**EXTRACTED TEXT**:
Rita Melifonwu — A Champion for Stroke Care in Africa


Published: November 24, 2015

The Radiant Health Women of Action is our list of inspiring women taking action to improve the health and well-being of African communities, whether on the continent or in diaspora. 

Rita Melifonwu’s passion, vision and hard work have ignited a chain reaction in the campaign to raise stroke awareness in Nigeria.

A stroke occurs in Nigeria every 80 minutes, with roughly 168,000 new incidences of the medical emergency each year. With each case comes a different but often predictable set of problems.

For Rita Melifonwu, the disease hits close to home. Her favorite aunt had a stroke while on the way to market in Onitsha and was unable to receive the necessary emergency care. At the same time, Melifonwu began noticing a trend while in her position as a senior nursing sister at a local hospital in the London area.

“I realized that black and minority ethnic people are more at risk of strokes than their white counterparts, and that the [black] stroke survivors and their family members were unaware of stroke risk factors or how to prevent strokes,” says Melifonwu. She quickly resolved to work for stroke advocacy and awareness.

Melifonwu’s passion only intensified when she won the U.K. Department of Health’s 1999 Mary Seacole Nursing Leadership Award, which allowed her to conduct research that led to Stroke Action UK, the prototype for Stroke Action Nigeria.

In 2013 the Nigerian Federal Ministry of Health (FMOH) signed an agreement with Stroke Action Nigeria to implement a national Power to Stop Strokes campaign, create a stroke reference group and registry for the country, pilot a Life After Stroke Centre in Abuja, and support stroke education and training for health care professionals, supported by the Medical Association of Nigerians Across Great Britain (MANSAG).

**RECORDS PROVIDED**:
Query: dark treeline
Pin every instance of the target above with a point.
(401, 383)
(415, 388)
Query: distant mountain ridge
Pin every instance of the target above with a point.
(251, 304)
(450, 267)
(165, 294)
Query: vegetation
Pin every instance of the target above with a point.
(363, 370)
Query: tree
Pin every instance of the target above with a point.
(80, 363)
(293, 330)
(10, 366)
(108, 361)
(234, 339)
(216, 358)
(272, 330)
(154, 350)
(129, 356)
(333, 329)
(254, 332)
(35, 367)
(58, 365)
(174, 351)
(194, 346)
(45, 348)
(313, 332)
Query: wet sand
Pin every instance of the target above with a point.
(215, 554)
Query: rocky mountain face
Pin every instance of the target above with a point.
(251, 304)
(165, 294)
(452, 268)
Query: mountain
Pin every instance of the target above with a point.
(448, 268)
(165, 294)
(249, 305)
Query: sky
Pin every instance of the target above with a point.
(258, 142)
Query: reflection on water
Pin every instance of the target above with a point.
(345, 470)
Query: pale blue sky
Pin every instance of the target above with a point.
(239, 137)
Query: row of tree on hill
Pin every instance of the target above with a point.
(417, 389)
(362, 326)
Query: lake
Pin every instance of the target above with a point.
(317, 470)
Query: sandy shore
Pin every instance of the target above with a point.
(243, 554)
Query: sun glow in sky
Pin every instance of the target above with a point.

**TASK INSTRUCTIONS**: Give everything from "Rita Melifonwu —" down to "set of problems." in the stroke care profile again, substituting "remarkable" for "inspiring".

**YOUR SOLUTION**:
Rita Melifonwu — A Champion for Stroke Care in Africa


Published: November 24, 2015

The Radiant Health Women of Action is our list of remarkable women taking action to improve the health and well-being of African communities, whether on the continent or in diaspora. 

Rita Melifonwu’s passion, vision and hard work have ignited a chain reaction in the campaign to raise stroke awareness in Nigeria.

A stroke occurs in Nigeria every 80 minutes, with roughly 168,000 new incidences of the medical emergency each year. With each case comes a different but often predictable set of problems.